[Begin Page extract]

The final regulations generally adopt substantive rules of regulations proposed in 2006, and are applicable to transactions occurring after Tuesday, September 3, 2013 (the date of publication in the Federal Register).
The final regulations revise the structure of the proposed rules to clarify the application of section 362(e)(2) and to provide a framework for better coordination of the provisions of section 362(e)(1) and the related regulations. As noted in the preamble to today’s final regulations, these are “not substantive changes,” but are intended to simply the application of section 362(e)(2).
Read the final regulations [PDF 285 KB]
Before the American Jobs Creation Act of 2004, the basis of property received by a corporation—whether from domestic or foreign transferors—in a tax-free section 351 exchange, a tax-free reorganization, or a tax-free liquidation of a subsidiary corporation was the same as the adjusted basis of that property in the hands of the transferor, adjusted for gain or loss recognized by the transferor.
The 2004 Act included changes providing, in general, that in certain transactions involving transfers of built-in loss property, the basis of the property in the hands of the transferee would not be transferred basis but, rather, would be the fair market value of the transferred property immediately after the transfer.
Accordingly, with the 2004 Act changes, a corporation’s basis in property acquired in a section 362 transfer is fixed at fair market value. The limitation generally applies in certain situations:
- Importations of net built-in loss properties into the U.S. tax system subject to section 362 (that is, section 351 exchanges and reorganizations)
- Transfers of net built-in loss property into the U.S. tax system subject to section 334(b) (that is, section 332 subsidiary liquidations)
In October 2006, regulations were proposed to apply to transfers of net built-in loss property within the U.S. tax system that otherwise would duplicate the net built-in loss in the stock of the transferee.
The proposed regulations also included provisions concerning:
- Application of the limitation rules to transfers outside of the U.S. tax system and to reorganizations
- Establishment of an exception for transactions in which net built-in loss is eliminated without recognition
- Application of the limitation rules to transfers in exchange for securities
- Clarification of the election to reduce stock basis
- Effect of the limitation rules on partnerships and S corporations
- Application of the section 336(d) to property previously transferred in a section 362(e)(2) transaction and to section 304 transactions
After the release of the proposed regulations, the IRS received questions concerning the application of section 362(e)(2) to transactions involving S corporations and partnerships and concerning the election with respect to transactions between persons outside the United States. As noted in the preamble to the final regulations, the IRS became aware of “certain ambiguities” relating to the proper operation of section 362(e)(2).

[End Page extract]
[Begin Supplied information]

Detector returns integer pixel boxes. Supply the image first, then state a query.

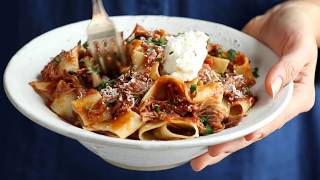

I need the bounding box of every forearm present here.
[291,0,320,47]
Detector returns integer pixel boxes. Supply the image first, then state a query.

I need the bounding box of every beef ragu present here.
[30,25,258,140]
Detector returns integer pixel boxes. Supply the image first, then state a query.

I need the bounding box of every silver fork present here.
[87,0,127,74]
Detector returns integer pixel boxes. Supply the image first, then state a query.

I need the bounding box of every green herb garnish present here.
[154,104,161,112]
[200,117,208,124]
[82,41,89,49]
[146,37,153,44]
[153,37,167,46]
[252,67,259,78]
[216,48,225,58]
[96,79,116,91]
[205,124,213,134]
[227,49,237,61]
[54,56,61,64]
[190,84,197,93]
[96,79,108,91]
[200,116,213,134]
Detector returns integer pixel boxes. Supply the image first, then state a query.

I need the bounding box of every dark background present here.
[0,0,320,180]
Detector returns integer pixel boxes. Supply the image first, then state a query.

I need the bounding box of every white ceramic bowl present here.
[4,16,293,170]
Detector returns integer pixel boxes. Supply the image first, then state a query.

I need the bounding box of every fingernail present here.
[271,77,282,97]
[245,133,262,141]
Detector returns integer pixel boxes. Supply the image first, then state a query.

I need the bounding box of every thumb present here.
[265,43,305,97]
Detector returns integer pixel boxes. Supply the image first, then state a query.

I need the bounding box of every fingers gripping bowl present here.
[4,16,293,170]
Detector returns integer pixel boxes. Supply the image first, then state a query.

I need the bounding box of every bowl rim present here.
[3,15,293,150]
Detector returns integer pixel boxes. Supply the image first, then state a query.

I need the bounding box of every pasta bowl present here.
[3,16,293,171]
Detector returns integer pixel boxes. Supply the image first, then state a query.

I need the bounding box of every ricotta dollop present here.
[163,31,209,81]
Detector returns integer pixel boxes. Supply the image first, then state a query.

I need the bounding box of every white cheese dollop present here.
[163,31,209,81]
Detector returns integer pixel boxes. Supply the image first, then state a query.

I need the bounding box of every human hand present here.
[191,1,320,171]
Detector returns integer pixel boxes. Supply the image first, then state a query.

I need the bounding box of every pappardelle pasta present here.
[30,25,258,140]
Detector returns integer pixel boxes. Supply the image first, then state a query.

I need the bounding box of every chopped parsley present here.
[252,67,259,78]
[200,116,213,134]
[54,56,61,64]
[82,41,89,49]
[96,79,108,91]
[216,48,224,58]
[147,47,155,56]
[227,49,237,61]
[190,84,197,93]
[205,124,213,134]
[154,104,161,112]
[153,37,167,46]
[146,37,153,44]
[200,117,208,124]
[145,37,167,46]
[96,79,116,91]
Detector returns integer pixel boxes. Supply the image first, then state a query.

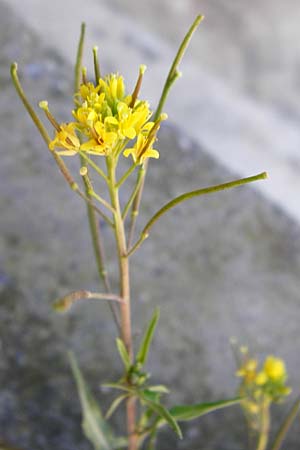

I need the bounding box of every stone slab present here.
[0,3,300,450]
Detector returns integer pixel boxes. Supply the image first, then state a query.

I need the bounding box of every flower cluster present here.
[40,66,167,164]
[236,347,291,429]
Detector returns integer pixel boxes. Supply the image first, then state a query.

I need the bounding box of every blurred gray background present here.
[0,0,300,450]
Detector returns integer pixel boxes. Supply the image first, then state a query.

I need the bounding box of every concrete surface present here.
[0,0,300,450]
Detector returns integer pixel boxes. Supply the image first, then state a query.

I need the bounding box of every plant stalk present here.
[107,157,138,450]
[256,397,270,450]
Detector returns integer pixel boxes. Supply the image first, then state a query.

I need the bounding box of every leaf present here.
[169,398,241,422]
[116,338,131,372]
[136,308,159,366]
[105,394,128,419]
[147,384,170,394]
[139,392,182,439]
[101,383,133,393]
[69,353,113,450]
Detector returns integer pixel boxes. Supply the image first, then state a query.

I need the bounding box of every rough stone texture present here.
[0,0,300,450]
[108,0,300,119]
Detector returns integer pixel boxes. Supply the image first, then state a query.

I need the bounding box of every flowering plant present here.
[11,16,298,450]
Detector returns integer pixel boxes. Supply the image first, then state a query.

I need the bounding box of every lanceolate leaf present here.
[136,308,159,366]
[105,394,128,420]
[169,398,241,422]
[69,353,113,450]
[140,393,182,439]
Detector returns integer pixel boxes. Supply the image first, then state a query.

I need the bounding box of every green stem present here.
[256,397,270,450]
[74,23,120,329]
[10,63,51,147]
[93,46,101,86]
[153,15,204,122]
[271,399,300,450]
[122,169,145,221]
[116,164,136,189]
[89,190,114,215]
[106,157,138,450]
[11,63,104,223]
[79,151,108,182]
[74,22,85,92]
[128,172,267,256]
[128,166,148,248]
[128,15,204,247]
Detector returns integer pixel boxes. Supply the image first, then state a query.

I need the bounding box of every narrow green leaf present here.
[147,384,170,394]
[139,393,182,439]
[136,308,159,366]
[105,394,128,419]
[169,398,241,422]
[116,338,131,372]
[101,383,133,393]
[69,353,113,450]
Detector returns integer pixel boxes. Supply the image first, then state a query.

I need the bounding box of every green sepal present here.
[69,353,114,450]
[116,338,131,372]
[136,308,159,366]
[169,398,241,422]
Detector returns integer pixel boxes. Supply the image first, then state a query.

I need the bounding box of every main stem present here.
[107,158,138,450]
[256,397,270,450]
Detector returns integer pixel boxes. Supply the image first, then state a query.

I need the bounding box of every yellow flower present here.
[80,121,118,155]
[49,123,80,155]
[124,133,159,164]
[264,356,286,381]
[255,371,268,386]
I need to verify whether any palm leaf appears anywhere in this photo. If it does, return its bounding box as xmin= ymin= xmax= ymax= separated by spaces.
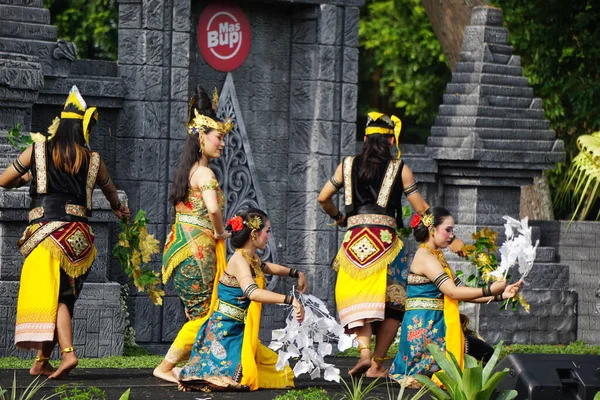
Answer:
xmin=427 ymin=343 xmax=462 ymax=382
xmin=412 ymin=375 xmax=451 ymax=400
xmin=481 ymin=341 xmax=503 ymax=386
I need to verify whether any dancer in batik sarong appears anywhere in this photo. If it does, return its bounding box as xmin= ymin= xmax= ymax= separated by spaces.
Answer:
xmin=319 ymin=112 xmax=463 ymax=377
xmin=173 ymin=209 xmax=307 ymax=391
xmin=153 ymin=87 xmax=232 ymax=383
xmin=390 ymin=207 xmax=522 ymax=387
xmin=0 ymin=86 xmax=129 ymax=379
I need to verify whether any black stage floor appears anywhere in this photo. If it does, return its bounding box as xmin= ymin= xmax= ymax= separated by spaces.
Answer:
xmin=0 ymin=358 xmax=429 ymax=400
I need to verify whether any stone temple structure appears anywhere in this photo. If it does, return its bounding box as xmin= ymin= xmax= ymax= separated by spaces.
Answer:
xmin=0 ymin=0 xmax=600 ymax=356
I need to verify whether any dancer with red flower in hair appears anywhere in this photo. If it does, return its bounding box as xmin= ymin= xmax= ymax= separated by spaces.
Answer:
xmin=153 ymin=87 xmax=232 ymax=383
xmin=173 ymin=208 xmax=307 ymax=391
xmin=319 ymin=112 xmax=462 ymax=378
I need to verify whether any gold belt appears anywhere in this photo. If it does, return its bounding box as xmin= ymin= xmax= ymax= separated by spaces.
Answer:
xmin=175 ymin=214 xmax=213 ymax=230
xmin=348 ymin=214 xmax=396 ymax=229
xmin=217 ymin=300 xmax=246 ymax=322
xmin=406 ymin=297 xmax=444 ymax=311
xmin=29 ymin=204 xmax=87 ymax=222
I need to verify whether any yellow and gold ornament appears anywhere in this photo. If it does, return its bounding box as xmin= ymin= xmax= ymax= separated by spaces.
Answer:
xmin=187 ymin=89 xmax=234 ymax=135
xmin=365 ymin=111 xmax=402 ymax=158
xmin=31 ymin=85 xmax=98 ymax=145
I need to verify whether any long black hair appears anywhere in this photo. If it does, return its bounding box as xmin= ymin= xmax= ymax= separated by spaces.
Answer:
xmin=413 ymin=207 xmax=452 ymax=242
xmin=169 ymin=86 xmax=217 ymax=206
xmin=225 ymin=208 xmax=269 ymax=249
xmin=48 ymin=105 xmax=95 ymax=175
xmin=358 ymin=118 xmax=394 ymax=181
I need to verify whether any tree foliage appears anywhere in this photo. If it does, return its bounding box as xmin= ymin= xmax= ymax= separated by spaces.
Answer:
xmin=44 ymin=0 xmax=119 ymax=60
xmin=494 ymin=0 xmax=600 ymax=218
xmin=359 ymin=0 xmax=450 ymax=131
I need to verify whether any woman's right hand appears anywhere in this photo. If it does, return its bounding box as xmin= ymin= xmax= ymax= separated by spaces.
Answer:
xmin=490 ymin=279 xmax=506 ymax=296
xmin=113 ymin=204 xmax=131 ymax=219
xmin=292 ymin=298 xmax=304 ymax=322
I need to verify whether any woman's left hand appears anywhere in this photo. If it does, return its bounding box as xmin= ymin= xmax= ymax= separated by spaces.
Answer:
xmin=502 ymin=279 xmax=523 ymax=299
xmin=298 ymin=271 xmax=308 ymax=294
xmin=448 ymin=238 xmax=466 ymax=257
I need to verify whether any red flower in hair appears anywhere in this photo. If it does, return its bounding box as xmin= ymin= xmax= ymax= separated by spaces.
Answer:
xmin=227 ymin=215 xmax=244 ymax=232
xmin=410 ymin=214 xmax=421 ymax=229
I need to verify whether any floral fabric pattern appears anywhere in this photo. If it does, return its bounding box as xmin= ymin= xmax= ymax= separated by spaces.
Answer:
xmin=390 ymin=281 xmax=446 ymax=380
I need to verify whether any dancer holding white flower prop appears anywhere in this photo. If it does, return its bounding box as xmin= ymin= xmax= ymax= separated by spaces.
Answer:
xmin=390 ymin=207 xmax=522 ymax=387
xmin=464 ymin=215 xmax=539 ymax=312
xmin=269 ymin=295 xmax=356 ymax=382
xmin=174 ymin=209 xmax=307 ymax=391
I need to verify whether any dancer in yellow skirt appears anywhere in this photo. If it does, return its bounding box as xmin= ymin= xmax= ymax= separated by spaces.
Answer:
xmin=173 ymin=209 xmax=307 ymax=391
xmin=319 ymin=112 xmax=463 ymax=377
xmin=153 ymin=87 xmax=232 ymax=382
xmin=0 ymin=86 xmax=129 ymax=379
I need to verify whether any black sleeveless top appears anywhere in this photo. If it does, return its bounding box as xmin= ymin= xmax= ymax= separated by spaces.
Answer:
xmin=29 ymin=142 xmax=100 ymax=223
xmin=344 ymin=155 xmax=404 ymax=228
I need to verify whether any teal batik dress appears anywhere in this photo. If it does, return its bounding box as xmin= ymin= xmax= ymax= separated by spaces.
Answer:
xmin=390 ymin=274 xmax=446 ymax=381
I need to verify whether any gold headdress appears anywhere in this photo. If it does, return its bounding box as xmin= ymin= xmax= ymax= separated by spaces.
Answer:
xmin=187 ymin=88 xmax=235 ymax=135
xmin=244 ymin=215 xmax=262 ymax=231
xmin=365 ymin=112 xmax=402 ymax=158
xmin=31 ymin=85 xmax=98 ymax=144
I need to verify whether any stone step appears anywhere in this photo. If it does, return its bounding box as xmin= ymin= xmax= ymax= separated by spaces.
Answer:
xmin=0 ymin=0 xmax=44 ymax=8
xmin=478 ymin=148 xmax=565 ymax=163
xmin=438 ymin=104 xmax=544 ymax=119
xmin=455 ymin=61 xmax=523 ymax=76
xmin=452 ymin=72 xmax=529 ymax=87
xmin=486 ymin=43 xmax=514 ymax=56
xmin=427 ymin=137 xmax=554 ymax=151
xmin=463 ymin=25 xmax=508 ymax=47
xmin=446 ymin=83 xmax=533 ymax=99
xmin=431 ymin=126 xmax=556 ymax=140
xmin=444 ymin=94 xmax=537 ymax=109
xmin=460 ymin=49 xmax=521 ymax=66
xmin=434 ymin=116 xmax=550 ymax=129
xmin=0 ymin=3 xmax=50 ymax=25
xmin=535 ymin=246 xmax=556 ymax=263
xmin=0 ymin=21 xmax=57 ymax=42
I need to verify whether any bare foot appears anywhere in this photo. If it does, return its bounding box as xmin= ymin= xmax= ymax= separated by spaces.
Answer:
xmin=177 ymin=381 xmax=192 ymax=392
xmin=48 ymin=352 xmax=79 ymax=379
xmin=152 ymin=365 xmax=181 ymax=383
xmin=29 ymin=360 xmax=56 ymax=376
xmin=349 ymin=354 xmax=371 ymax=375
xmin=365 ymin=361 xmax=388 ymax=378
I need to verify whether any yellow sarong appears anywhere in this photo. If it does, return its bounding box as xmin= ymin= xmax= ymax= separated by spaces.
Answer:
xmin=15 ymin=246 xmax=60 ymax=350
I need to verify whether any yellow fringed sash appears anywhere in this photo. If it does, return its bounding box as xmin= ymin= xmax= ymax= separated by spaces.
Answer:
xmin=332 ymin=237 xmax=404 ymax=280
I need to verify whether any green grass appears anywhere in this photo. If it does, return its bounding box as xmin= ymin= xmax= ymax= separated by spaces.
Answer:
xmin=0 ymin=340 xmax=600 ymax=372
xmin=337 ymin=340 xmax=600 ymax=358
xmin=273 ymin=387 xmax=331 ymax=400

[End Supplied information]

Set problem 1: Does the regulations summary support each of these statements? Answer yes or no for each, quoting the words from the text that decide it. (a) The regulations were first proposed in October 2006. (b) The final regulations apply to transactions occurring before September 3, 2013. (c) After the proposed regulations came out, the IRS received questions about how section 362(e)(2) applies to transactions involving S corporations and partnerships.
Set problem 2: According to the regulations summary, which act changed the basis rules for transfers of built-in loss property?

Complete answer 1:
(a) Yes: "In October 2006, regulations were proposed"
(b) No: "are applicable to transactions occurring after Tuesday, September 3, 2013"
(c) Yes: "the IRS received questions concerning the application of section 362(e)(2) to transactions involving S corporations and partnerships"

Complete answer 2: The American Jobs Creation Act of 2004.